▸ GIVEN DATA
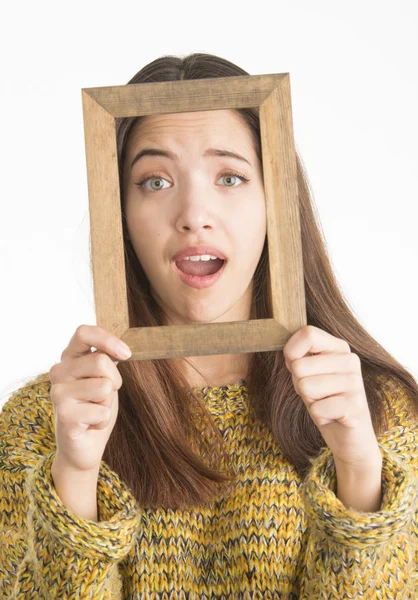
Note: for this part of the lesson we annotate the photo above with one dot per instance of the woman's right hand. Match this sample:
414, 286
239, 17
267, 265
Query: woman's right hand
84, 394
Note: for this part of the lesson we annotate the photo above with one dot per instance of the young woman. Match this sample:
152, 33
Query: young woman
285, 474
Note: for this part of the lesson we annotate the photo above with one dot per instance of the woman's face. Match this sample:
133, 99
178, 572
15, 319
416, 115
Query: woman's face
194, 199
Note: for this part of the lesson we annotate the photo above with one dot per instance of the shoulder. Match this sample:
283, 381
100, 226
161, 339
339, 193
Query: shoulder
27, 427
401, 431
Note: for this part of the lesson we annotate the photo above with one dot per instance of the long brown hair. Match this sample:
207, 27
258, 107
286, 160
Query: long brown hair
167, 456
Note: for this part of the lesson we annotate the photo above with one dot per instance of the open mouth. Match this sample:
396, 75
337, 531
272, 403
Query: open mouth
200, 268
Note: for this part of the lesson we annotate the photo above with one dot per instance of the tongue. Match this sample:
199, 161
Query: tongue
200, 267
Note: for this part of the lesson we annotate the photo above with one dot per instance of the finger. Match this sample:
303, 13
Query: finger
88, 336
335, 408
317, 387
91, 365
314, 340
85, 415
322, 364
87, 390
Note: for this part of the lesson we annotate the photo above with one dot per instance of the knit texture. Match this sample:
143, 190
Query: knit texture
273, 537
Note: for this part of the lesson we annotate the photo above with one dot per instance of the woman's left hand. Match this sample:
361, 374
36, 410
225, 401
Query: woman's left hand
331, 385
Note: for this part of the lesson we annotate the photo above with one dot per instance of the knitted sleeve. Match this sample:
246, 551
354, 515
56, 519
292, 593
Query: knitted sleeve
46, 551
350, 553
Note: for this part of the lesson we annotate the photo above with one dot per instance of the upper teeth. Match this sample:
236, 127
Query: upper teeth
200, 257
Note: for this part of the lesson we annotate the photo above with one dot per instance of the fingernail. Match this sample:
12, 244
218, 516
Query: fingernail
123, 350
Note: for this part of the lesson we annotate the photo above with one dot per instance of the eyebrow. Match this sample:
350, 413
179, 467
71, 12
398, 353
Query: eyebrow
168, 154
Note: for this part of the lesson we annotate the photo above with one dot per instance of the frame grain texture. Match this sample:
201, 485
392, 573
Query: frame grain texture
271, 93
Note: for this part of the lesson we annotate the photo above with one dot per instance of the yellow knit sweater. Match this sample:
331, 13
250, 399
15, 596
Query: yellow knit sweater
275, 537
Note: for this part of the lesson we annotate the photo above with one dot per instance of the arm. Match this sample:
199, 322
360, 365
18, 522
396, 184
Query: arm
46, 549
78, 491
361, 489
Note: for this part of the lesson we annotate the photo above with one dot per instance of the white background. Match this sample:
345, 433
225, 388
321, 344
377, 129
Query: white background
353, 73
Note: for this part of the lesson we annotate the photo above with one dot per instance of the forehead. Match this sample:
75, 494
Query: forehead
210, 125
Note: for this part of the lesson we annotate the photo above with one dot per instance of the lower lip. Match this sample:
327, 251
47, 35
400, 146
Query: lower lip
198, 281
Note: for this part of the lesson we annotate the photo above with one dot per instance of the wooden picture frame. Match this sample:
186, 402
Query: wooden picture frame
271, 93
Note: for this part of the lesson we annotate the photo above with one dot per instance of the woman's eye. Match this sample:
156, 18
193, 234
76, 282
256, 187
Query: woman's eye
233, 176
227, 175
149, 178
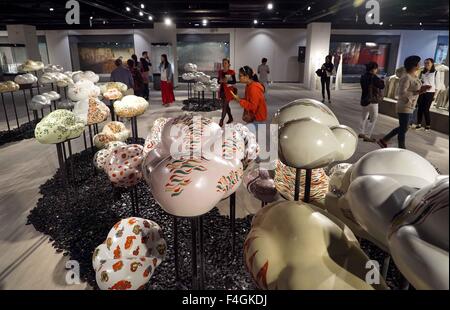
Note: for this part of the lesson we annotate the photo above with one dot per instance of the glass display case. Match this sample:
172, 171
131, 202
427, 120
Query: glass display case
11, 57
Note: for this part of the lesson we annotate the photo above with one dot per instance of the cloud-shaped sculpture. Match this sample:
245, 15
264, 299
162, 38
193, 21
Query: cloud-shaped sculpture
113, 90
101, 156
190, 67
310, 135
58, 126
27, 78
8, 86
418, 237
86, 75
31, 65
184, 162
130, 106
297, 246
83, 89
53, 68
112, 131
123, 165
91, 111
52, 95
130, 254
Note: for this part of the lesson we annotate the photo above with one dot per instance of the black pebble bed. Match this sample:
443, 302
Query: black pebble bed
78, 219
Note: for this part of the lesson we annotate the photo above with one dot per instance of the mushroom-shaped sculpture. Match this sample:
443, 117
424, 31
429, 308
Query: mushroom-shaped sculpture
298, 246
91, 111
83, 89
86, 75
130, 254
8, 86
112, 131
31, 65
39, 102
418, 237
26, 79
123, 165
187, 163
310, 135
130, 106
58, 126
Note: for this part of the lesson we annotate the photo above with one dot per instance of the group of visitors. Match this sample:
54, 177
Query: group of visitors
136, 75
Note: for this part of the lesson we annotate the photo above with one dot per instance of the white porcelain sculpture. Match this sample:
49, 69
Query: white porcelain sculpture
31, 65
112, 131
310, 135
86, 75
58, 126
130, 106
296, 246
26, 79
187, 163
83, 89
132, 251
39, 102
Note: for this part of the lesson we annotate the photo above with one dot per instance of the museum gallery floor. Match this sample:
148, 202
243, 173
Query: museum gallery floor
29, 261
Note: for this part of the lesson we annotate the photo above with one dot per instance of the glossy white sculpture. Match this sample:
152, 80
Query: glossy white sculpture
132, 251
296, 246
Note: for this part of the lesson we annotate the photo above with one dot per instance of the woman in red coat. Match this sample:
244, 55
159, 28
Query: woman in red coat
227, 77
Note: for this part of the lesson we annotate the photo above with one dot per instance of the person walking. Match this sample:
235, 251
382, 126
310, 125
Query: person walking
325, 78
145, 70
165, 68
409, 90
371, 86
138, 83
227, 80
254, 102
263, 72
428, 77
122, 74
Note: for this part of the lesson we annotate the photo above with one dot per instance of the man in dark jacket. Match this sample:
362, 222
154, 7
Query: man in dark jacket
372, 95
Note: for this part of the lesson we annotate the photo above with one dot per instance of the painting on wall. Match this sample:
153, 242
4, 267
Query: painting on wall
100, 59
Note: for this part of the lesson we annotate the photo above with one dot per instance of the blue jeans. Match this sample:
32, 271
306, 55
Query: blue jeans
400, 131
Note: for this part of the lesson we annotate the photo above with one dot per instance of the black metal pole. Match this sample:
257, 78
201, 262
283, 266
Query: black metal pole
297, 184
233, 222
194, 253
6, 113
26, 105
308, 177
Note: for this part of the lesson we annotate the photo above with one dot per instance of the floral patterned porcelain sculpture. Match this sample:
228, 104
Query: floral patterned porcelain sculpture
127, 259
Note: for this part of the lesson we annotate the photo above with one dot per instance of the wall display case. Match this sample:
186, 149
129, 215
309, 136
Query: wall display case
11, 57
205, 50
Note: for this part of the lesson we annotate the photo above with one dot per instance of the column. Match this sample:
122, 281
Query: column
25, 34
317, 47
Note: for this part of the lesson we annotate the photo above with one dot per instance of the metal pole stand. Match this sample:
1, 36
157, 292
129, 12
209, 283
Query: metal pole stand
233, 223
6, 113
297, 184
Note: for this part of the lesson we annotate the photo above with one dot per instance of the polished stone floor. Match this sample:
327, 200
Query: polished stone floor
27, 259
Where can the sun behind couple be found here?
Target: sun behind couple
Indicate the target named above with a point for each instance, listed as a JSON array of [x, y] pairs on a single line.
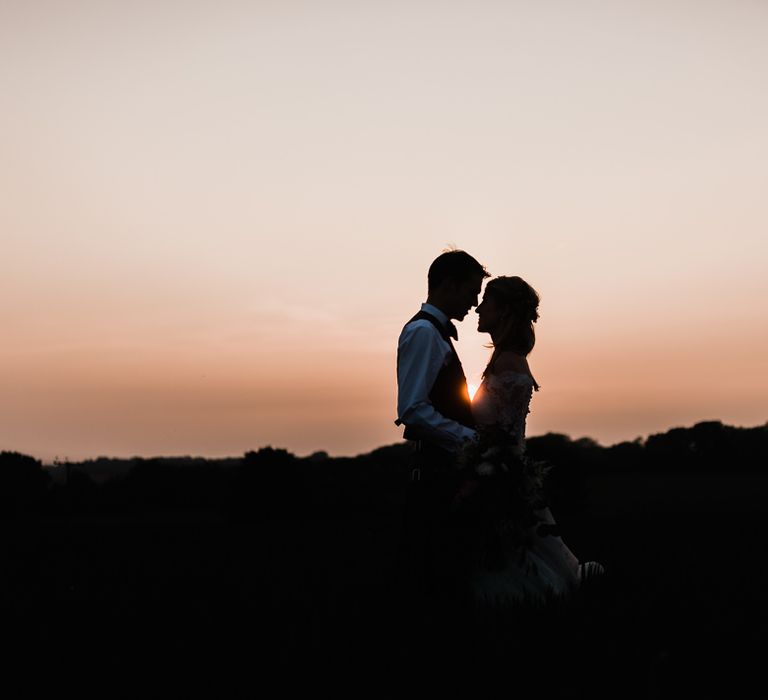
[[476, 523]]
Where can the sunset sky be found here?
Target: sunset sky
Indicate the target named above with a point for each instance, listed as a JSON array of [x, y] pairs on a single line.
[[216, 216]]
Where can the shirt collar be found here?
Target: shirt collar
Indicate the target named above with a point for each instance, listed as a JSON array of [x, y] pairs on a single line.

▸ ABOUT THIS TASK
Read through the entries above and copy each line that has the string "here" in it.

▸ OUTPUT BELOW
Where can the sun behind couple be found here?
Where can the sunset sky be found here?
Where can the shirt collar be found here?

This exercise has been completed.